- Problem details
Filter the entries below and copy every line that contains the word "facade".

- Data
☆ ☆ ☆ ☆

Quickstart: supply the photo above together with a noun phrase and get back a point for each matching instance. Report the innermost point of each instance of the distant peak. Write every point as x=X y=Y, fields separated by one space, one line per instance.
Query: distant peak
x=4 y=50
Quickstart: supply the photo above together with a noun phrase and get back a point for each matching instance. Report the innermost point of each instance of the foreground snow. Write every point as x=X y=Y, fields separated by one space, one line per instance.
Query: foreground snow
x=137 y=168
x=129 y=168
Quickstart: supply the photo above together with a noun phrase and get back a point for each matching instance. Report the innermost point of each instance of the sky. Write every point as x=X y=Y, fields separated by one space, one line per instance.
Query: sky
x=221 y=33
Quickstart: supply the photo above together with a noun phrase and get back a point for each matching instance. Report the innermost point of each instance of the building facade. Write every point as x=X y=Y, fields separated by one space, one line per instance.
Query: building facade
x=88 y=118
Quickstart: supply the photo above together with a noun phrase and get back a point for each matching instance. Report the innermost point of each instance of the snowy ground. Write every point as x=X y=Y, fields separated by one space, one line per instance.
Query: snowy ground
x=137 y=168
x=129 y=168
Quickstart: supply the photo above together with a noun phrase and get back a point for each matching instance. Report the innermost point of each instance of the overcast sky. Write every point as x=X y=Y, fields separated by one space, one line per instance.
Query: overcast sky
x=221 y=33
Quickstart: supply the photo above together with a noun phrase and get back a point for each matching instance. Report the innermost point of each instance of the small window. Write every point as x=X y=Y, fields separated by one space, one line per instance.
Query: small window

☆ ☆ ☆ ☆

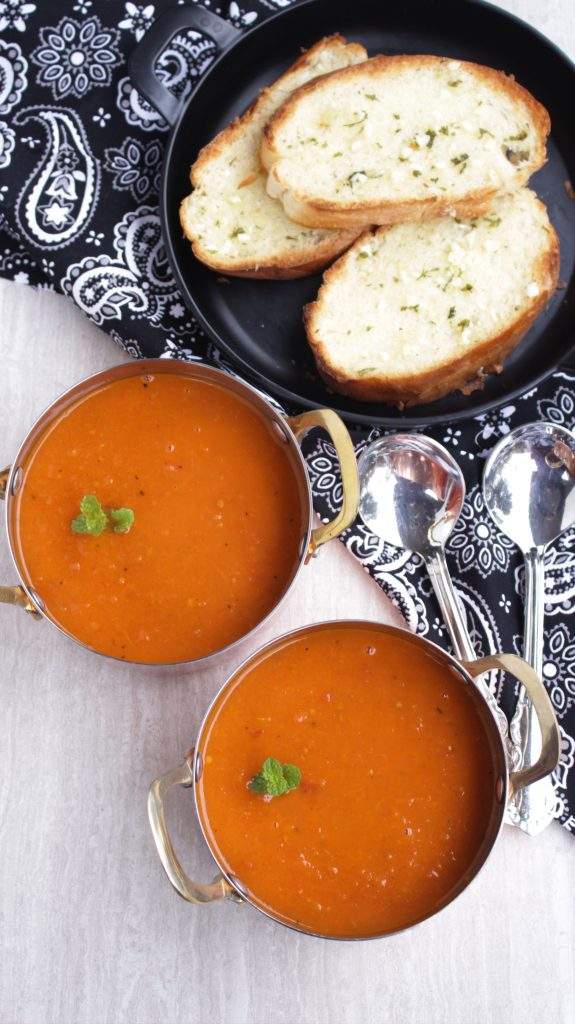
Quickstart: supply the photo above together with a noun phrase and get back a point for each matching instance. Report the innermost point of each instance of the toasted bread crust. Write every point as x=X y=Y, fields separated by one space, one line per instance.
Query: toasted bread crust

☆ ☆ ☆ ☆

- Solution to the exercise
Quickstart: supply the photo above together with a noun phrase and get back a point for each matching instance. Report the innermost point of each instance of the building facade. Write every point as x=X y=Y, fields separated by one space, one line per instance.
Query: building facade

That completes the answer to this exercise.